▸ RECORDS SUPPLIED:
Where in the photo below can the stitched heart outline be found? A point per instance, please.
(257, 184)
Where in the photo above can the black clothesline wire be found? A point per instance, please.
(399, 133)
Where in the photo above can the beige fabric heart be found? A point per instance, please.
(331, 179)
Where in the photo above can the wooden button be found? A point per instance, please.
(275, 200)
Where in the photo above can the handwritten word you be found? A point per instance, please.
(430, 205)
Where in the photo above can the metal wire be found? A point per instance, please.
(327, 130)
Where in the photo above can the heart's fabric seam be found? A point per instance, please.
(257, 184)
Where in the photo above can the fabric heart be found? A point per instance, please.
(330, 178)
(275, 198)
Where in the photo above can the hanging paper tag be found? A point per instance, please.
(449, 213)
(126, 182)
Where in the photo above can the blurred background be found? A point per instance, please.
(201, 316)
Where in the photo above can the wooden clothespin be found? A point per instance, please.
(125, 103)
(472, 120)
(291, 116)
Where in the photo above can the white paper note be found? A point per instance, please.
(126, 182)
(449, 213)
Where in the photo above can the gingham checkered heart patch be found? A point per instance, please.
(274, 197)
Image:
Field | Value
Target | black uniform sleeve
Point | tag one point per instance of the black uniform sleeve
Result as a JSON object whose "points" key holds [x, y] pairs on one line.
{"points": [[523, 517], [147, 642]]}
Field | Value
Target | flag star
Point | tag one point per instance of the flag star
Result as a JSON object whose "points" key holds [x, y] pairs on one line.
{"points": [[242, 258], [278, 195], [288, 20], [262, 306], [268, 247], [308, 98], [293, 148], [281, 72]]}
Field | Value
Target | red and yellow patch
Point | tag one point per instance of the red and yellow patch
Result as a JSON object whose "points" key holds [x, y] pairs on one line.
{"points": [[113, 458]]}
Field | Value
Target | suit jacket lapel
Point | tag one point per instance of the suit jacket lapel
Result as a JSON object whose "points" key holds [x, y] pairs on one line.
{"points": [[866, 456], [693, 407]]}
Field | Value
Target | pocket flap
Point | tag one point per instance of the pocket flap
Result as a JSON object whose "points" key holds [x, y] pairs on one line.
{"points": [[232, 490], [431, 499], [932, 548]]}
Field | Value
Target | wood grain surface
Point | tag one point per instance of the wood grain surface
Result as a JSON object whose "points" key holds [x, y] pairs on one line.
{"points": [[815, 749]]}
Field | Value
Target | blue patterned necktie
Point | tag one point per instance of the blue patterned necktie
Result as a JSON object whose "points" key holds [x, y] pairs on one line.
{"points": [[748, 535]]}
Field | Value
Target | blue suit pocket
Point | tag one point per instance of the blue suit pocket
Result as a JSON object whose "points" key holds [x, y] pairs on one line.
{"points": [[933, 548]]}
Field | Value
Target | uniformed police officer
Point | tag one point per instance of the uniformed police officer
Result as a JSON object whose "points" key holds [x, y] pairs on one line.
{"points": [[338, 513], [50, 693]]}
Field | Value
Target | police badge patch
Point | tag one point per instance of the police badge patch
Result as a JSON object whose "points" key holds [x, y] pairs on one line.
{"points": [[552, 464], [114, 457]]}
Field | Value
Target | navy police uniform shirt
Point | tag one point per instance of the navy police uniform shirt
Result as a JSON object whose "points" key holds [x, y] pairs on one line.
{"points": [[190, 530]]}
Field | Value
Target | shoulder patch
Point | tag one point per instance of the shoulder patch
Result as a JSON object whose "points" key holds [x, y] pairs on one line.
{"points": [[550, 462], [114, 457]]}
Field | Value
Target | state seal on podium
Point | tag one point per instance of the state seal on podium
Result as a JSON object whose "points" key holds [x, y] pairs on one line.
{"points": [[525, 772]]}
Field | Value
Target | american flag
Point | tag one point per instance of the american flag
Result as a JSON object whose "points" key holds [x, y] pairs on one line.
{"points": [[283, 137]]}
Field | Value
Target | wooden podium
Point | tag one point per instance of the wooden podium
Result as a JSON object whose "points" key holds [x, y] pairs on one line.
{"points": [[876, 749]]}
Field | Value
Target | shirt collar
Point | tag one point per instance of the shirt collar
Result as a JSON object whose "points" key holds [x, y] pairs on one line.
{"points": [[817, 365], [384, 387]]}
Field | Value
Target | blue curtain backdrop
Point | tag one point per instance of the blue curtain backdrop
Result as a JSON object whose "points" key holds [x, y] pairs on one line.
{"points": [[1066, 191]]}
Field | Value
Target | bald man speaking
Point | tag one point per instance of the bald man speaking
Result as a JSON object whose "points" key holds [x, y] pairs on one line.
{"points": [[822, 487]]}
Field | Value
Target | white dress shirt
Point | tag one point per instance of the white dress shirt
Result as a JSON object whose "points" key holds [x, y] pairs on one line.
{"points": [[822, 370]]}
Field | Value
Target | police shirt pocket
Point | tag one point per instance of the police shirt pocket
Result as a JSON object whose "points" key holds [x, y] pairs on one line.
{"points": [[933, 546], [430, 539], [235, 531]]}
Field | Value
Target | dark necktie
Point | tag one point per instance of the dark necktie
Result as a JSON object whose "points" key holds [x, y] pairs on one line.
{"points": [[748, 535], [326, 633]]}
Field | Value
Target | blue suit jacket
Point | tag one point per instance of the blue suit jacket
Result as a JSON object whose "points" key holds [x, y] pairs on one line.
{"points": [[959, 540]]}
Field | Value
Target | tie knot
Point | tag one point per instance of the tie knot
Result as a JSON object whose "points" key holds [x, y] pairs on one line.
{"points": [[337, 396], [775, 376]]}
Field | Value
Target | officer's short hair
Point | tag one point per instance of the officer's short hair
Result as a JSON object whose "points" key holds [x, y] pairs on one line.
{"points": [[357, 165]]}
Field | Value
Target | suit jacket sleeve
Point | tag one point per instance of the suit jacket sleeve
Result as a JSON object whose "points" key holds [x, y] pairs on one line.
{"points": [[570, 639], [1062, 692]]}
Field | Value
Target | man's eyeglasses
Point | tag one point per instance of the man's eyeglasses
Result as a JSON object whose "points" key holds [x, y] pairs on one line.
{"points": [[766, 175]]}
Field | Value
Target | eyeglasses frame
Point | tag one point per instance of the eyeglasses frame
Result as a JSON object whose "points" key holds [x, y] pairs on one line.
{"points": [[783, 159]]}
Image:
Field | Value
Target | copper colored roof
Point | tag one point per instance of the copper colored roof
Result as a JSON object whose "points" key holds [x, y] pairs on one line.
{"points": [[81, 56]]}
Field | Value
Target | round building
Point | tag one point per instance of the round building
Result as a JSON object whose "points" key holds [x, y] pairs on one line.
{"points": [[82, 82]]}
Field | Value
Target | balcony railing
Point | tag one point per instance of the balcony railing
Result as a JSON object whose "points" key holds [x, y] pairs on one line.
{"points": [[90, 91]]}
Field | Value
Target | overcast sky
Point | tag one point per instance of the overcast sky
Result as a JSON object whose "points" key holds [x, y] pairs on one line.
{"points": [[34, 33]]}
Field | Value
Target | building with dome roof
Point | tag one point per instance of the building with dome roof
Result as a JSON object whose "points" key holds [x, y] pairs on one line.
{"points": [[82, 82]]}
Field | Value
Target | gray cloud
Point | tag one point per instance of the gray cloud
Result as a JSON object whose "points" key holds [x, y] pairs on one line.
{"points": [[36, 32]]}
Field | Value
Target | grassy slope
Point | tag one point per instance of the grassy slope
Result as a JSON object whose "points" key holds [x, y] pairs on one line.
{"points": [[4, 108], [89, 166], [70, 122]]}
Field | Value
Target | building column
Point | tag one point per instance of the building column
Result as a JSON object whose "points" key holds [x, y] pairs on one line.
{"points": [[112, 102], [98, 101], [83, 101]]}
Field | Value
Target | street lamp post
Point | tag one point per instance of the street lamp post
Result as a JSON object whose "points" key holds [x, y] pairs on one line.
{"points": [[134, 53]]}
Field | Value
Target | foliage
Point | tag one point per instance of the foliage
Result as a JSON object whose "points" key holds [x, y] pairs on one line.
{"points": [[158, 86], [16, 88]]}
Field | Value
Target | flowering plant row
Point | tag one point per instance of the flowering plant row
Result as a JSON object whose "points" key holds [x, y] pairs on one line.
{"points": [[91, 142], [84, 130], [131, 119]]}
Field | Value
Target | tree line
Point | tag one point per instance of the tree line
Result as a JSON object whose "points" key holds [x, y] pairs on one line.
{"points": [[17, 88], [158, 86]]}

==

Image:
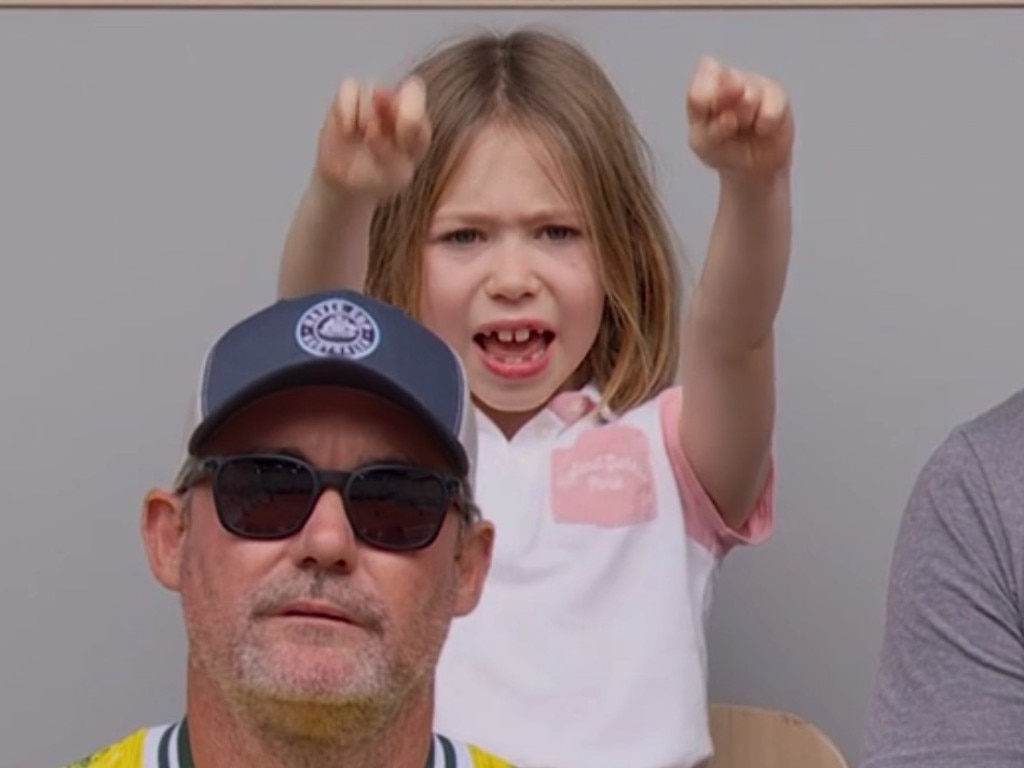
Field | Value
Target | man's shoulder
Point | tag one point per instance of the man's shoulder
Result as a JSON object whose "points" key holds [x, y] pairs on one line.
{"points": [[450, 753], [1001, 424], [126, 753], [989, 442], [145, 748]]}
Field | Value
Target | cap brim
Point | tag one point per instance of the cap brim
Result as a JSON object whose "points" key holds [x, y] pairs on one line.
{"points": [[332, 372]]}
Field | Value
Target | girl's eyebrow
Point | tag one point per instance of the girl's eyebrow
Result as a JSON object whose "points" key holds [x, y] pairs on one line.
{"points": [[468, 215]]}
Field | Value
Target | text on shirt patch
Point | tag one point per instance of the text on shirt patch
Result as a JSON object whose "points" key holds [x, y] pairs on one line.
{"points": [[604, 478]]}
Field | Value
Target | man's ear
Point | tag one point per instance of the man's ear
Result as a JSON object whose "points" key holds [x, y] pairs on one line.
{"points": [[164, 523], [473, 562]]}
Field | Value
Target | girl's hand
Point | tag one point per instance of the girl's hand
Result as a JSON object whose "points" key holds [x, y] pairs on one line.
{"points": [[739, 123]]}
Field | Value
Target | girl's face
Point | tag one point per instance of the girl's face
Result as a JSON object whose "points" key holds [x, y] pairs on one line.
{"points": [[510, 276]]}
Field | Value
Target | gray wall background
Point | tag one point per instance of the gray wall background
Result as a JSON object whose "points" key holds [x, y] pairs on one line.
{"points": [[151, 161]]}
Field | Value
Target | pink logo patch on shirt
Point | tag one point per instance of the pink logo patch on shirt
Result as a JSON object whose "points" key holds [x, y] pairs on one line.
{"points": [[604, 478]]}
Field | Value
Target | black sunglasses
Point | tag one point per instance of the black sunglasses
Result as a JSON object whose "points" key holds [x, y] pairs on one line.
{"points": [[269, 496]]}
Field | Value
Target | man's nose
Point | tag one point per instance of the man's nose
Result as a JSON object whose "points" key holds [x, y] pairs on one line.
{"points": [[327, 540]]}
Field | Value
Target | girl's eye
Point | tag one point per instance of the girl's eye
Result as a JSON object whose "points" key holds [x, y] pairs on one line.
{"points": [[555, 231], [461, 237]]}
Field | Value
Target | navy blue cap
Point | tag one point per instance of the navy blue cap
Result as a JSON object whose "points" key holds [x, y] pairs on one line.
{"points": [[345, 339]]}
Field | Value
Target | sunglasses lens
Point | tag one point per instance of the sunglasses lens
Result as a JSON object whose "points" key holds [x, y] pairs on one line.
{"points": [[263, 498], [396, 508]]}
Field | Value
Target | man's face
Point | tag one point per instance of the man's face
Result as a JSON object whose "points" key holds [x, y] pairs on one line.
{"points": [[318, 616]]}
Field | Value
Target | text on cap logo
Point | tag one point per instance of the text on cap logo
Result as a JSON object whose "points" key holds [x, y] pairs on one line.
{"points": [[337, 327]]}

▸ GIVEN PROBLEM: Collect every line in both blocks of items above that contains the word "paper", and copy each of those lines in full.

▸ TASK RESPONSE:
Where in the photo above can the hanging paper tag be found? A point per instance, please.
Where in the photo above can the white paper note be found? A point per instance, please.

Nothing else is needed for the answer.